_Problem_: Return a copy of every line in the data below that contains "query".

BEGIN Input material

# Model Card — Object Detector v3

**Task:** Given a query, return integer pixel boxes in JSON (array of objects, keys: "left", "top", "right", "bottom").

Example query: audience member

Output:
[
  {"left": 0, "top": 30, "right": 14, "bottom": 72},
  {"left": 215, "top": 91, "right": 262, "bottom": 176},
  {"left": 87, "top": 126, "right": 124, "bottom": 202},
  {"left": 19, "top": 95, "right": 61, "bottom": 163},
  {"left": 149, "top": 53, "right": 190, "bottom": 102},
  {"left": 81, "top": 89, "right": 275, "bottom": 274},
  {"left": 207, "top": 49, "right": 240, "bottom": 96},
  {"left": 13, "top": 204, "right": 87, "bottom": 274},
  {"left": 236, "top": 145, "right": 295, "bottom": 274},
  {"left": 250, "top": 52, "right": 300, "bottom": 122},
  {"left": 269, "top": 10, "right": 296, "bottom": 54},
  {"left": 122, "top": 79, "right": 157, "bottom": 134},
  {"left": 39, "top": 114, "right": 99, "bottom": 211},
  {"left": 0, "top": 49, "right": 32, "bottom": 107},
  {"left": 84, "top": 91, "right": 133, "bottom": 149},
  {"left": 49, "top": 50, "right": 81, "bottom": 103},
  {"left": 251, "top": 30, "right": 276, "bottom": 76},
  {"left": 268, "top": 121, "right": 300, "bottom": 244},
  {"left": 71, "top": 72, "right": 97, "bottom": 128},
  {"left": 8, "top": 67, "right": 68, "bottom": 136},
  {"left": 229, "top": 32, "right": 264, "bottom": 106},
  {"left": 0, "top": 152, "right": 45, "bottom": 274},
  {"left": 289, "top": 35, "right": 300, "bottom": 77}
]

END Input material

_The answer_:
**Task:** Given a query, return integer pixel boxes in JSON (array of objects, keys: "left", "top", "right", "bottom").
Example query: audience member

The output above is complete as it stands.